Excerpt »
------

2023-10-10 03:29:17

by lai bin

[permalink] [raw]
Subject: [PATCH] sched/wait: introduce endmark in __wake_up_common

Without this patch applied, it can cause the waker to fall into an
infinite loop in some cases. The commit 2554db916586 ("sched/wait: Break
up long wake list walk") introduces WQ_FLAG_BOOKMARK to break up long
wake list walk. When the number of walked entries reach 64, the waker
will record scan position and release the queue lock, which reduces
interrupts and rescheduling latency.

Let's take an example, ltp-aiodio case of runltp-ng create 100 processes
for io testing. These processes write the same test file and wait for page
writing complete. Because these processes are all writing to the same
file, they may all be waiting for the writeback bit of the same page
to be cleared. When the page writeback is completed, the end_page_writeback
will clear the writeback bit of the page and wake up all processes on the
wake list for the page. At the same time, another process could submit
the page and set the writeback bit again. When the awakened processes find
that the writeback bit has not been cleared, thery will try to add
themselves to the wake list immediately. Because of the WQ_FLAG_BOOKMARK
feature, the awakened processes will be added to the tail of wake list
again after the waker releases the queue lock. It causes the waker to
fall into an infinite loop.

Therefore, we introduce the endmark to indicate the end of bookmark state.
When we get the endmark entry, stop placing the bookmark flag and hold the
lock until all remaining entries have been walked.

------

Available data »
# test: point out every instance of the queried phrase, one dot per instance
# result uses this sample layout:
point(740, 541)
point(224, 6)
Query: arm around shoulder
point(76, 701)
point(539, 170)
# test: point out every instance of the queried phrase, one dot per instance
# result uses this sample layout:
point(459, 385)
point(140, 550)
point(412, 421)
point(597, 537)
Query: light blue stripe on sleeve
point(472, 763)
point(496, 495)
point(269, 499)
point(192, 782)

------

Set tasks »
a) Write out the patch description between "[permalink] [raw]" and "and rescheduling latency.", inclusive.
b) Rename "test" to "task" throughout all the records, and keep everything else the same.
The patch description and the records come from unrelated sources.

Set of answers »
a)
[permalink] [raw]
Subject: [PATCH] sched/wait: introduce endmark in __wake_up_common

Without this patch applied, it can cause the waker to fall into an
infinite loop in some cases. The commit 2554db916586 ("sched/wait: Break
up long wake list walk") introduces WQ_FLAG_BOOKMARK to break up long
wake list walk. When the number of walked entries reach 64, the waker
will record scan position and release the queue lock, which reduces
interrupts and rescheduling latency.

b)
# task: point out every instance of the queried phrase, one dot per instance
# result uses this sample layout:
point(740, 541)
point(224, 6)
Query: arm around shoulder
point(76, 701)
point(539, 170)
# task: point out every instance of the queried phrase, one dot per instance
# result uses this sample layout:
point(459, 385)
point(140, 550)
point(412, 421)
point(597, 537)
Query: light blue stripe on sleeve
point(472, 763)
point(496, 495)
point(269, 499)
point(192, 782)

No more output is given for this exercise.